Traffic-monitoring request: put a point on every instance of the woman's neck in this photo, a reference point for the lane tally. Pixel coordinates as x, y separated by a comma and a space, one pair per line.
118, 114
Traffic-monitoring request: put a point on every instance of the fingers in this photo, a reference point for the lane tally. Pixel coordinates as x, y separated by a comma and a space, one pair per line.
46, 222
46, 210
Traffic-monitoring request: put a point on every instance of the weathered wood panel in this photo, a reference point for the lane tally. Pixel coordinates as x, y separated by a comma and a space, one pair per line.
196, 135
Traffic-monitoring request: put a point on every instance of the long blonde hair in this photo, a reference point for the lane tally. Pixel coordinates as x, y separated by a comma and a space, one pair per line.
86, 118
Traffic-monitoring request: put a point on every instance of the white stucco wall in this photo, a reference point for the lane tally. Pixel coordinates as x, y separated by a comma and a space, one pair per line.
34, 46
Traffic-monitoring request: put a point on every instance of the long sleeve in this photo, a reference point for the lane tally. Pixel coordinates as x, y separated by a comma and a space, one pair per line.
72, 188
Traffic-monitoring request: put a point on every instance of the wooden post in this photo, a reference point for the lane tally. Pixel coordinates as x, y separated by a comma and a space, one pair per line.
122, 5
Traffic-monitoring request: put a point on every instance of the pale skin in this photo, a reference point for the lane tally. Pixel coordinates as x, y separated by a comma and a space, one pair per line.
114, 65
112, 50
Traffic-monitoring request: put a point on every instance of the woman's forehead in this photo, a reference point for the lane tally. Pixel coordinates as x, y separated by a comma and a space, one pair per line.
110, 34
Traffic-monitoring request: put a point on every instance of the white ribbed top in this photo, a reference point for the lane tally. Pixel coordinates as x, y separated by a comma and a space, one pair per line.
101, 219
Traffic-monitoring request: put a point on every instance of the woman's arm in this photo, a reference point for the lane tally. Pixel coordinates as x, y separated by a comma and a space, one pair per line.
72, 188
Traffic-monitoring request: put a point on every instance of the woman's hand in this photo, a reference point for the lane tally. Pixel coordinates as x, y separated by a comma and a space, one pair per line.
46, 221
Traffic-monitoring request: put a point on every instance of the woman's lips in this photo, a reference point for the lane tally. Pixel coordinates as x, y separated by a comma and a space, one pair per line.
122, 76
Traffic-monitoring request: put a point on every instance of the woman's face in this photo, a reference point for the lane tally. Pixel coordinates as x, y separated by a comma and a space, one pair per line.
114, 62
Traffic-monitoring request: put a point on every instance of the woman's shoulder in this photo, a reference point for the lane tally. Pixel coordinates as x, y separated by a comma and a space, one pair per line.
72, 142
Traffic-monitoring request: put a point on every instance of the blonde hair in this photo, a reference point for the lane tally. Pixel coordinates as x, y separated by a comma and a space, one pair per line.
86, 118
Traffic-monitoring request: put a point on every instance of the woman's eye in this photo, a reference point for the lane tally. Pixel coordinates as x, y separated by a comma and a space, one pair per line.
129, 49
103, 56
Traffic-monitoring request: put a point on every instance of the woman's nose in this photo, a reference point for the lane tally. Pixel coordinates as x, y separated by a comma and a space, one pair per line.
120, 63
──────────────────────────────
» Task description
Put the lines above into a Markdown table with the columns Row and Line, giving each line a row number and leaving out any blank lines.

» Task output
| Row | Line |
|---|---|
| 1 | Traffic-monitoring request: put a point on every instance of the woman's neck in this photo, a reference point for the lane tally. Pixel coordinates as x, y separated by a comma and a space, one pair per line. |
| 2 | 118, 114 |
| 3 | Traffic-monitoring request: put a point on every instance of the fingers in this photo, a reference point for the lane tally. Pixel coordinates as x, y separated by a comma and a space, one pair per line. |
| 4 | 46, 222 |
| 5 | 46, 210 |
| 6 | Traffic-monitoring request: put a point on every instance of the weathered wood panel in this photo, a reference point for the lane tally. Pixel coordinates as x, y separated by a comma and a space, one pair per line. |
| 7 | 196, 135 |
| 8 | Traffic-monitoring request: put a point on every instance of the long blonde hair in this photo, a reference point for the lane tally. Pixel coordinates as x, y separated by a comma and a space, one pair per line. |
| 9 | 86, 118 |
| 10 | Traffic-monitoring request: put a point on every instance of the white stucco wall in this photo, a reference point for the lane tally. Pixel coordinates as x, y separated by a comma and a space, one pair per line. |
| 11 | 34, 46 |
| 12 | Traffic-monitoring request: put a point on every instance of the long sleeve in this photo, a reference point for the lane tally. Pixel coordinates as x, y separated by a comma and a space, one pair per line. |
| 13 | 72, 188 |
| 14 | Traffic-monitoring request: put a point on every instance of the wooden post in this photo, a reference point for the lane tally. Pixel coordinates as x, y separated by a comma and a space, one pair per line. |
| 15 | 122, 5 |
| 16 | Traffic-monitoring request: put a point on every instance of the pale skin in this photo, a reference point for the lane tally. Pixel coordinates as x, y separated by a comma and a space, one pair per line. |
| 17 | 114, 65 |
| 18 | 112, 50 |
| 19 | Traffic-monitoring request: put a point on every instance of the woman's forehead in this photo, a reference point for the lane tally. Pixel coordinates as x, y separated by a comma and a space, one pair per line. |
| 20 | 110, 34 |
| 21 | Traffic-monitoring request: put a point on every instance of the white ribbed top in this photo, a reference point for the lane tally. Pixel coordinates as x, y separated by a comma and a space, one pair per line. |
| 22 | 101, 219 |
| 23 | Traffic-monitoring request: put a point on every instance of the woman's arm in this photo, a reference point for the lane tally. Pixel coordinates as x, y separated by a comma and a space, one pair per line. |
| 24 | 72, 188 |
| 25 | Traffic-monitoring request: put a point on every instance of the woman's hand in this photo, a reference point for the lane tally. Pixel coordinates as x, y separated by a comma and a space, one pair per line. |
| 26 | 46, 221 |
| 27 | Traffic-monitoring request: put a point on every instance of the woman's lips in this photo, a reference point for the lane tally. Pixel coordinates as x, y separated by a comma and a space, one pair per line. |
| 28 | 122, 76 |
| 29 | Traffic-monitoring request: put a point on every instance of the woman's face in this photo, a reference point for the lane tally. Pixel coordinates as x, y separated by a comma and a space, one pair per line. |
| 30 | 114, 62 |
| 31 | Traffic-monitoring request: put a point on every instance of the woman's shoulder in this photo, a reference point for the lane tally. Pixel coordinates as x, y separated by a comma and a space, one pair per line. |
| 32 | 72, 142 |
| 33 | Traffic-monitoring request: put a point on every instance of the blonde hair in this photo, a reference point for the lane tally. Pixel coordinates as x, y separated by a comma and a space, one pair per line. |
| 34 | 86, 118 |
| 35 | Traffic-monitoring request: put a point on every instance of the woman's eye in this photo, a reference point for the lane tally. Pixel coordinates as x, y separated by a comma and a space, one pair per line. |
| 36 | 129, 49 |
| 37 | 103, 56 |
| 38 | Traffic-monitoring request: put a point on every instance of the woman's nose in this photo, a reference point for the lane tally. Pixel coordinates as x, y separated by a comma and a space, one pair per line. |
| 39 | 120, 63 |